◆ PROBLEM STATEMENT ◆
Transcribe only the part of the listing below that begins at the line containing "Could you mark the hook" and runs to its final line, keeping both ends.
** start DATA EXCERPTS **
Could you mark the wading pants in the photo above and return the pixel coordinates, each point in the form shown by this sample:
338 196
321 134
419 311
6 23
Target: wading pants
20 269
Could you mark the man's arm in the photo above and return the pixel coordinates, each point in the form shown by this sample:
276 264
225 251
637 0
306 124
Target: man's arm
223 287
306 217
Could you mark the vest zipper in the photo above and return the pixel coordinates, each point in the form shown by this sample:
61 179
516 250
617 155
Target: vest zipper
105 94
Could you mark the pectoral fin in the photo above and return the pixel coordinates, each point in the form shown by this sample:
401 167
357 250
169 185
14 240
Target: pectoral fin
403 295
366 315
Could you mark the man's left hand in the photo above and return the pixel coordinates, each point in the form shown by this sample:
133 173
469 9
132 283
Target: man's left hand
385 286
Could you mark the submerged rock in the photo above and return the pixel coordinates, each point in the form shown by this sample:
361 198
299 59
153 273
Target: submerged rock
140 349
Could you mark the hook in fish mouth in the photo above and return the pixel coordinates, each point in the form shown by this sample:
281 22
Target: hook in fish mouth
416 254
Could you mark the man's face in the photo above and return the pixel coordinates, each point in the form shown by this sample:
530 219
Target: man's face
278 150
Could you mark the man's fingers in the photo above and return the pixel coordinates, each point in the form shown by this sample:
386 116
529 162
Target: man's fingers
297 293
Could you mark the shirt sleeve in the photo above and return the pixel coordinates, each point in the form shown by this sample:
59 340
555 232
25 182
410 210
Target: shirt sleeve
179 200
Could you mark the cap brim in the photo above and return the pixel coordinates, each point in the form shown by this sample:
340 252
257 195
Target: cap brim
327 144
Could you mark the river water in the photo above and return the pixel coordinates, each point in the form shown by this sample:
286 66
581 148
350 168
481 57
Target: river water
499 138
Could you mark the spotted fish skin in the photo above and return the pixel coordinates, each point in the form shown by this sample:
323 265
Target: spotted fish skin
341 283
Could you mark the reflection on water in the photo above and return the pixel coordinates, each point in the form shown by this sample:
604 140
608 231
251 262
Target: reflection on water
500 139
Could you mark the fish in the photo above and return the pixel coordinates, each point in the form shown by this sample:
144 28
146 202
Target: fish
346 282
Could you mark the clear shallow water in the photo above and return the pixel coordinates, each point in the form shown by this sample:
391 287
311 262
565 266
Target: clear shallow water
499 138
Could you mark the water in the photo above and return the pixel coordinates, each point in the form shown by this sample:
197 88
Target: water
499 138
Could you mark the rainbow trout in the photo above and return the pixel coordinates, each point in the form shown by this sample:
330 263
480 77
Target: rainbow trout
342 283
** end DATA EXCERPTS **
◆ COMPLETED EXERCISE ◆
Could you mark the hook in fish mouth in the photo above and return the pixel coordinates, each point in the form shown by this sample:
281 22
Target: hook in fish mouth
416 254
Could you mark the man's face in the photo above and return the pixel coordinates, each point in the form shown by this sample:
530 219
Target: man's face
278 150
Could you mark the man's fingers in the photo above and return the pixel coordinates, each point in the form shown by this sample:
386 116
529 162
Target: man's fingers
297 293
Could you mark the shirt sleeve in the photo above and return the pixel coordinates, each point in the form shown by this sample:
59 340
555 232
25 182
410 210
Target: shirt sleeve
179 200
Could you mark the cap brim in the photo above and return the pixel coordinates, each point in the form shown by this sample:
340 252
257 195
Target: cap brim
327 144
Could you mark the river water in the photo above and return the pixel coordinates, each point in the form shown by this sample:
286 66
581 148
350 168
481 57
Target: river water
499 138
Could you mark the spotted fish skin in the photo above and return the pixel coordinates, each point in the form shown by this sample:
323 265
Target: spotted fish skin
341 283
Could you mark the reflection on water in the photo above and return the pixel coordinates, each point in the form shown by this sample:
604 140
608 231
251 262
Target: reflection on water
500 139
Could you mark the fish in the photo above and return the pixel coordinates, each point in the form shown by this sample:
144 28
146 202
Target: fish
346 282
Could you mark the clear shallow water in the photo above and return the pixel coordinates, each point in the form shown by this sample:
391 287
311 262
565 266
Target: clear shallow water
499 138
Could you mark the water in the photo above and return the pixel coordinates, each point in the form shown by this sample:
197 88
Target: water
499 138
Could you mark the rainbow trout in the photo above and return the pixel coordinates, each point in the form shown by this sample:
330 263
480 77
Target: rainbow trout
342 283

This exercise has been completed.